§ YOUR INSTRUCTIONS: Please explain, using the patch discussion below, why system management utilities want to apply memory policy to processes.

§ DOCUMENT EXCERPT:
Subject: Re: [PATCH v2] mm: add new syscall pidfd_set_mempolicy().
References: <20221111084051.2121029-1-hezhongkun.hzk@bytedance.com>
Date:   Wed, 16 Nov 2022 15:04:59 +0800
In-Reply-To: <20221111084051.2121029-1-hezhongkun.hzk@bytedance.com> (Zhongkun
        He's message of "Fri, 11 Nov 2022 16:40:51 +0800")
Message-ID: <87zgcrwfac.fsf@yhuang6-desk2.ccr.corp.intel.com>
User-Agent: Gnus/5.13 (Gnus v5.13) Emacs/27.1 (gnu/linux)
MIME-Version: 1.0
Content-Type: text/plain; charset=ascii
Precedence: bulk

Zhongkun He <hezhongkun.hzk@bytedance.com> writes:

> There are usecases when system management utilities want to
> apply memory policy to processes to make better use of memory.
>
> These utilities doesn't set memory usage policy, but rather
> the job of reporting memory usage and setting the policy is
> offloaded to a userspace daemon.

§ MATERIAL PROVIDED:
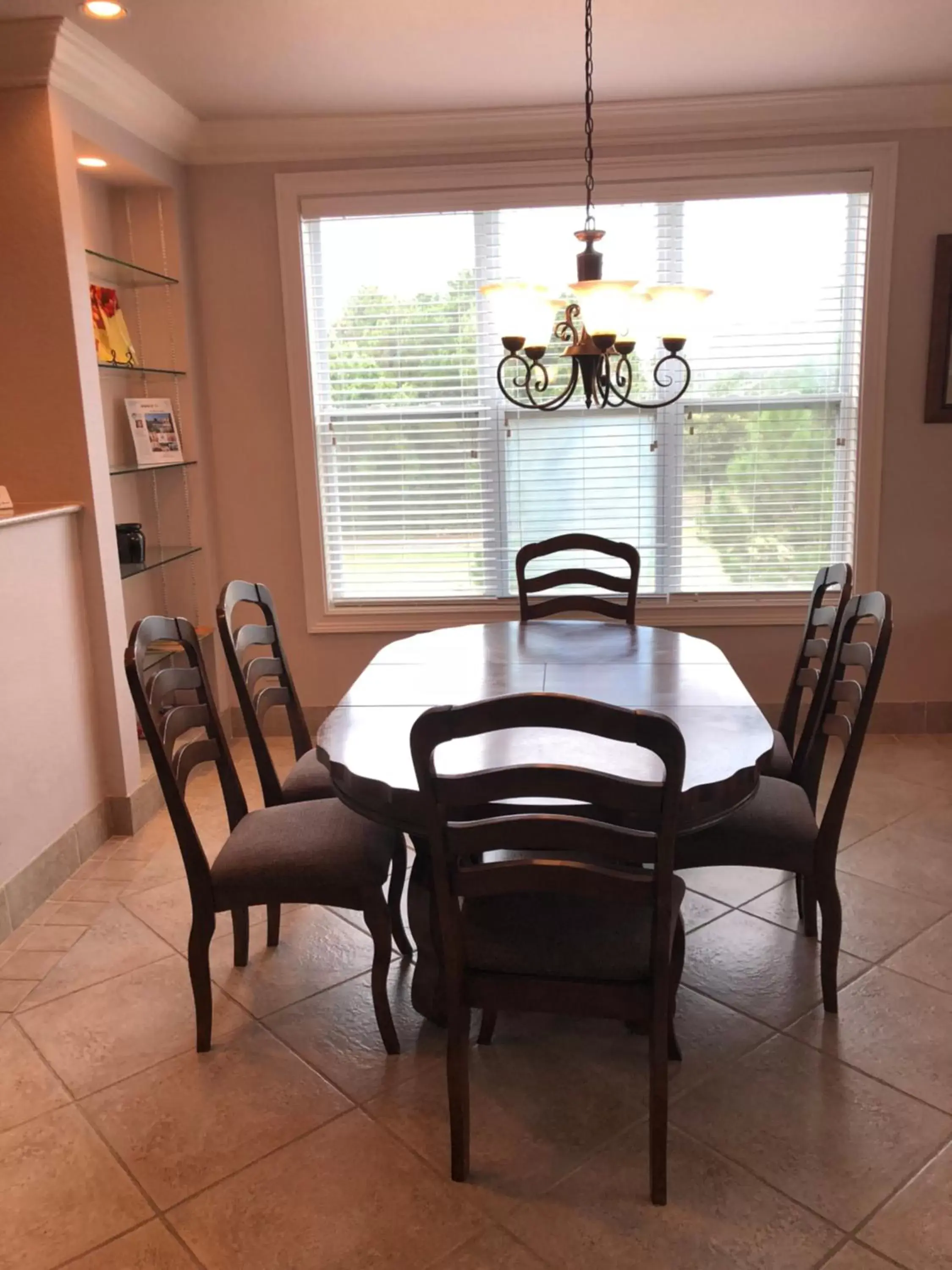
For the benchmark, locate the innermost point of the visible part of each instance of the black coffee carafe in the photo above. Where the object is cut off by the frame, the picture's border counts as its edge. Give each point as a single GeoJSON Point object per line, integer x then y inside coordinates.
{"type": "Point", "coordinates": [132, 544]}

§ SOLUTION TO THIS PROBLEM: They want to apply memory policy to processes to make better use of memory.